● TEXTO FORNECIDO:
◆ ◆ ◆
5 - Podem constituir ainda receitas da acção social as verbas consignadas por lei para esse efeito, nomeadamente as provenientes de receitas de jogos sociais.” (sublinhado nosso).

 - Assim, o Financiamento da Segurança Social está regulado no Capítulo VI da Lei de Bases da Segurança Social e obedece a dois princípios, o princípio da diversificação das fontes de financiamento e o princípio da adequação seletiva.

 - O primeiro implica ampliação das bases de obtenção de recursos financeiros tendo em vista, designadamente, a redução dos custos não salariais da mão-de-obra. Retira-se deste princípio que o financiamento da segurança social deve consistir de diversas fontes que não apenas as resultantes do trabalho.

 - Assim sendo, a segurança social não apresenta unicidade na sua forma de financiamento, recorrendo desde transferências do OE, a consignação de receitas fiscais e a contribuições.

 - Como resultado do princípio de diversificação das fontes de financiamento, a segurança social apresenta, na própria LBSS, art.º 92, as diversas fontes admissíveis para o seu financiamento.
◆ ◆ ◆
● DADOS:
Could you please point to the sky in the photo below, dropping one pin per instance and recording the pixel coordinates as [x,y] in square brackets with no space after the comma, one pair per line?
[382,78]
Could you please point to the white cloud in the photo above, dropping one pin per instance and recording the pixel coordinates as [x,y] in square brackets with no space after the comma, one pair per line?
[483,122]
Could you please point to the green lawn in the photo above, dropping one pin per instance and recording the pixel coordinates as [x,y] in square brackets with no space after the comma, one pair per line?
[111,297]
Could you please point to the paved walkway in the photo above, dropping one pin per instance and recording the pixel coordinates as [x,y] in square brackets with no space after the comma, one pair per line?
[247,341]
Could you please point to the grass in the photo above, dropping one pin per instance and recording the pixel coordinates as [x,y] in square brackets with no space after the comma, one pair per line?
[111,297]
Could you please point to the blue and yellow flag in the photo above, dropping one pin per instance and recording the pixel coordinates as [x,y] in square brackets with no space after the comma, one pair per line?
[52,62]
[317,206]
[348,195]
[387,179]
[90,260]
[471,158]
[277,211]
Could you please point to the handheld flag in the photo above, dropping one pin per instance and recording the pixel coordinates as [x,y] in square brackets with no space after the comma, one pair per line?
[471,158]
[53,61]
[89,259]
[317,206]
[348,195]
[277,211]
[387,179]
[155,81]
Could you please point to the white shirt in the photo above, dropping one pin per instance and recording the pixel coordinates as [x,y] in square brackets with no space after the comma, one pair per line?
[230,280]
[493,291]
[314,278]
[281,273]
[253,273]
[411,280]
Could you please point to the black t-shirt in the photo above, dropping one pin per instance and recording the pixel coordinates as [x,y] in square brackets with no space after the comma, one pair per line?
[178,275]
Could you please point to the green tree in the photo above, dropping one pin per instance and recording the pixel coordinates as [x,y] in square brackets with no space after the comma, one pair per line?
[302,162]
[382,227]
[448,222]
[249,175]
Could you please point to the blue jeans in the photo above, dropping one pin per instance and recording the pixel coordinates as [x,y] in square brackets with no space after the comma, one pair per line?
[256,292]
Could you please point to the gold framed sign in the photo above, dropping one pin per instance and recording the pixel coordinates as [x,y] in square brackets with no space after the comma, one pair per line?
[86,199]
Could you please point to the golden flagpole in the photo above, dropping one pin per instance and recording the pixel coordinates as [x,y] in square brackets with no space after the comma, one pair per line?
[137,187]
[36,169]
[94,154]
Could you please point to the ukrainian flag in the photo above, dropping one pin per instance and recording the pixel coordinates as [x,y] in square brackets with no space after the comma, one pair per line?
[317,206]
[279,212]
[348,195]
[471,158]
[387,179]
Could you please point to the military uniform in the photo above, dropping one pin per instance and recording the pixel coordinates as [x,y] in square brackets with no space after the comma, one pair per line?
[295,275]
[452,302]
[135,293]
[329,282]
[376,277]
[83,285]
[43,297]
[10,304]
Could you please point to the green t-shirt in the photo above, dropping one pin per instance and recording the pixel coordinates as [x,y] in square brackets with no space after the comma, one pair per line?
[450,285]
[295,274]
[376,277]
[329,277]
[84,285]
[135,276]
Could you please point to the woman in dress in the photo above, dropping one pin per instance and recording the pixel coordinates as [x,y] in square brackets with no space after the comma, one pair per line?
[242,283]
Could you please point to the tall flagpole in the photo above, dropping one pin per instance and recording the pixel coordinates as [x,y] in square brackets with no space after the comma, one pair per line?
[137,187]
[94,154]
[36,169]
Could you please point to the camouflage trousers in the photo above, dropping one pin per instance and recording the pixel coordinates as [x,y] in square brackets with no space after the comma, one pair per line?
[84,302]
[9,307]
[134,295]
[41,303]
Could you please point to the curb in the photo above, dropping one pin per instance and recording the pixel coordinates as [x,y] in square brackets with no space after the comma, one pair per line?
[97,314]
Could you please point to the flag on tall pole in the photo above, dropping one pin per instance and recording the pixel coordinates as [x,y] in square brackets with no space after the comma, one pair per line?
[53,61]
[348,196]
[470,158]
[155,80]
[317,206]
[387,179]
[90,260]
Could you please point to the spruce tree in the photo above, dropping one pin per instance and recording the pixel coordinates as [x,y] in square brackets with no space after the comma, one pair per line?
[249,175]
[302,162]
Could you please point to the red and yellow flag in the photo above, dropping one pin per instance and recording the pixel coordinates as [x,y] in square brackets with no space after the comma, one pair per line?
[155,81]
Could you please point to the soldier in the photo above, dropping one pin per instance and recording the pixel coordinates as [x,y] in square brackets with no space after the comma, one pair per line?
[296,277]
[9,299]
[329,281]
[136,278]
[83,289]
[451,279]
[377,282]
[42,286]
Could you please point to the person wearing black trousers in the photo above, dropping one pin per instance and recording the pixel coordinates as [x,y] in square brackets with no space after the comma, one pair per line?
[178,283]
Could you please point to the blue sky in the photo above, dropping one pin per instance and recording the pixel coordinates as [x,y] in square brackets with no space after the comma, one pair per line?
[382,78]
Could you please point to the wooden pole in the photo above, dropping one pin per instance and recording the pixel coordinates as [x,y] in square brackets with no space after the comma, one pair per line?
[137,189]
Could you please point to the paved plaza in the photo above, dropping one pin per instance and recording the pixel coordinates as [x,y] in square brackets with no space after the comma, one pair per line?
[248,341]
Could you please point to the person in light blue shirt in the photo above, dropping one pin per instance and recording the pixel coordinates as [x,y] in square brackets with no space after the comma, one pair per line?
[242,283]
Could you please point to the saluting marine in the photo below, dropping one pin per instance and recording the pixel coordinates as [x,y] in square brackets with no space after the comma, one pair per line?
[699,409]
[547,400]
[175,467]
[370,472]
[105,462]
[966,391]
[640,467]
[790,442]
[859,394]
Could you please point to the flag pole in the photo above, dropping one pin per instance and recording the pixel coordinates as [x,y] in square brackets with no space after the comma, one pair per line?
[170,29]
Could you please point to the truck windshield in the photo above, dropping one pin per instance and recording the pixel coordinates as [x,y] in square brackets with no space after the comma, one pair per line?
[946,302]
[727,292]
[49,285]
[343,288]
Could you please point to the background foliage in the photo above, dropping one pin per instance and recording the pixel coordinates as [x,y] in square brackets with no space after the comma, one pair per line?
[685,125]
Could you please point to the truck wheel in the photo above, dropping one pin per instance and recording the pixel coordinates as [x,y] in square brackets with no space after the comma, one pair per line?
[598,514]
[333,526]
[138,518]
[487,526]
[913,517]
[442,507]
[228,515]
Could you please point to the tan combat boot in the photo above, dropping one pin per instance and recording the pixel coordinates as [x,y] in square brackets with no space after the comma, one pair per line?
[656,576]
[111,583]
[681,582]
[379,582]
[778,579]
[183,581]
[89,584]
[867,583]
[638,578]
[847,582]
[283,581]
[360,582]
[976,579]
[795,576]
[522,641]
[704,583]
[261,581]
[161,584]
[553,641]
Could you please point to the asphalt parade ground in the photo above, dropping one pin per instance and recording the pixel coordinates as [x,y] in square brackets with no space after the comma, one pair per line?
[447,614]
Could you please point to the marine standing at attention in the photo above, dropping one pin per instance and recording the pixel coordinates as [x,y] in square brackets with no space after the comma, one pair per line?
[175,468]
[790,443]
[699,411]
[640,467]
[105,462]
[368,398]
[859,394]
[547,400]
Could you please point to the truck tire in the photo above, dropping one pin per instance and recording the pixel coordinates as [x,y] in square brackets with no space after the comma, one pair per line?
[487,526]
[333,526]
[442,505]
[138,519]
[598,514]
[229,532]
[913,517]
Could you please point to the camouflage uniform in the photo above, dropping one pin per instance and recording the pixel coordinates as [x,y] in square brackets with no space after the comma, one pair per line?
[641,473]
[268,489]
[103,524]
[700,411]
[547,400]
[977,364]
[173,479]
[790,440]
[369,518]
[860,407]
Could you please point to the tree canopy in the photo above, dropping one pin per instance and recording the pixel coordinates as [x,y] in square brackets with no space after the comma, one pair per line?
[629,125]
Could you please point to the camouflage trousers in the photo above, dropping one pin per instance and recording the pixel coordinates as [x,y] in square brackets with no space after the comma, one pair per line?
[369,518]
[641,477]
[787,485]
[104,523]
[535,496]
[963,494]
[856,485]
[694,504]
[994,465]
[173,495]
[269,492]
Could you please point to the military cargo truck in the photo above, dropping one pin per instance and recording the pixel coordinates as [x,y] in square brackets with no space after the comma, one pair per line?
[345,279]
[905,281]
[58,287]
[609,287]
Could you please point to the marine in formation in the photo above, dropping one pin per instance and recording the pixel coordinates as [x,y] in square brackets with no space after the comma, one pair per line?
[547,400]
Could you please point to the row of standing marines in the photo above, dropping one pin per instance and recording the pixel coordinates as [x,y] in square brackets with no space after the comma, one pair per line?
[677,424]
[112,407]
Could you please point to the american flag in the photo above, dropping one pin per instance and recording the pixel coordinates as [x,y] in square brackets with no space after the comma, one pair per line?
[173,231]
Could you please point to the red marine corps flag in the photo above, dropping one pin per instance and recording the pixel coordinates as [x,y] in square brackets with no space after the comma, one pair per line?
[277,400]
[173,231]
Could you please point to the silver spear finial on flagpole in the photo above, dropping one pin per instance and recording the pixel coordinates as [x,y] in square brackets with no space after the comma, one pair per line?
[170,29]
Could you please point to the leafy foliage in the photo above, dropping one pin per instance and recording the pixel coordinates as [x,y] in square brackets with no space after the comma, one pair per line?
◆ ◆ ◆
● TAREFAS DO EXERCÍCIO:
(1) Devolva, sem qualquer alteração, o trecho do texto sobre o financiamento da segurança social que vai de "- O primeiro" a "e a contribuições.".
(2) No texto sobre o financiamento da segurança social, liste todas as formas de financiamento enumeradas a seguir às palavras "recorrendo desde".
As linhas são material à parte, sem relação com o texto.

● RESPOSTAS POR TAREFA:
(1)
- O primeiro implica ampliação das bases de obtenção de recursos financeiros tendo em vista, designadamente, a redução dos custos não salariais da mão-de-obra. Retira-se deste princípio que o financiamento da segurança social deve consistir de diversas fontes que não apenas as resultantes do trabalho.

 - Assim sendo, a segurança social não apresenta unicidade na sua forma de financiamento, recorrendo desde transferências do OE, a consignação de receitas fiscais e a contribuições.

(2)
- transferências do OE
- consignação de receitas fiscais
- contribuições